Por outro lado, algumas mudanças têm sido produzidas no seio dos Mórmons, mesmo a título oficial. A organização tem vindo a tentar adaptar-se às exigências e imperativos da vida moderna. Por exemplo, acompanhou a evolução nos direitos cívicos nos Estados Unidos, integrando afro-americanos entre os seus membros e em 1978 iniciando a ordenação sacerdotal de homens dessa comunidade, que reverteu uma política originalmente instituída por Brigham Young em 1852.
Também ocorrem mudanças periódicas na estrutura e organização da Igreja, principalmente por forma a acomodar o crescimento da organização e o aumento da sua presença internacional. Por exemplo, logo no início do Século XX, os Mórmons instituíram um “Programa de Correlação do Sacerdócio” (“Priesthood Correlation Program”) para centralizar as operações da Igreja e constituir uma hierarquia de líderes do sacerdócio, o que demonstra uma atenção muito importante no aspecto organizativo e administrativo, fortemente vinculado ao escopo missionário. Durante a Grande Depressão, mais tarde, nos anos 30, os Mórmons criaram uma espécie de Welfare State, ou seja, uma rede de assistência e sistema de bem-estar para os mais desfavorecidos da Igreja, além de promover a cooperação humanitária com outras organizações religiosas de outras confissões, como o Catholic Relief Services e o Islamic Relief, além de organizações seculares como a Cruz Vermelha Americana. Em jeito curiosidade, o Catholic Relief Services esteve muito activo em Macau durante a crise dos refugiados do Vietname, nos anos 60.

▶ Complete o seguinte:
• A. Traduza para inglês esta frase do texto sobre os Mórmons: "A organização tem vindo a tentar adaptar-se às exigências e imperativos da vida moderna."
• B. Retome o texto sobre os Mórmons logo a seguir à última frase apresentada.

▶ Secção de dados:

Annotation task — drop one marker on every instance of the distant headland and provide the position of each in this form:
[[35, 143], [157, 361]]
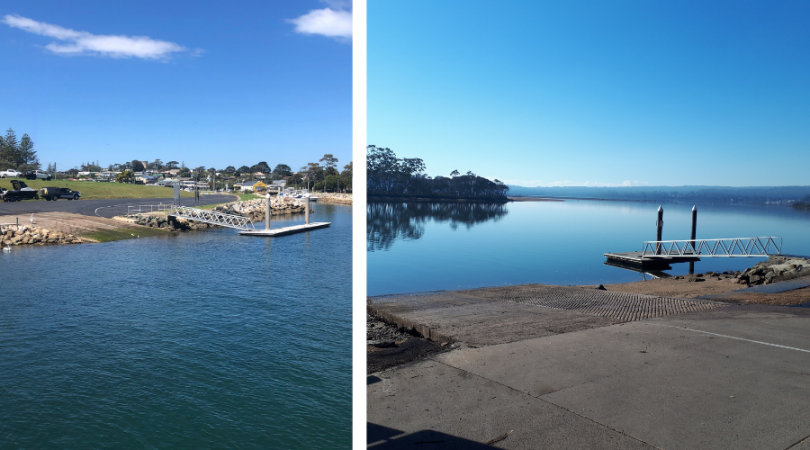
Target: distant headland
[[395, 179]]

▶ Respostas por tarefa:
• A. The organization has been trying to adapt to the demands and imperatives of modern life.

• B.
Não faltaram também desafios à sua doutrina e autoridade, além de exigência de resposta a mudanças na sociedade, como a secularização no mundo ocidental. Por outro lado, surgiram desafios quanto à correção da tradução do “Livro de Abraão” (compilação de Smith, 1835-1842, de escritos atribuídos a Abraão) e acusação de existirem outros documentos primários forjados, o que tem posto em causa aspectos importantes da história oficial da Igreja primitiva. Os debates mantêm-se também em torno das mulheres e o seu papel na organização, tal como os homossexuais, além dos Negros e da questão do evolucionismo versuscriacionismo.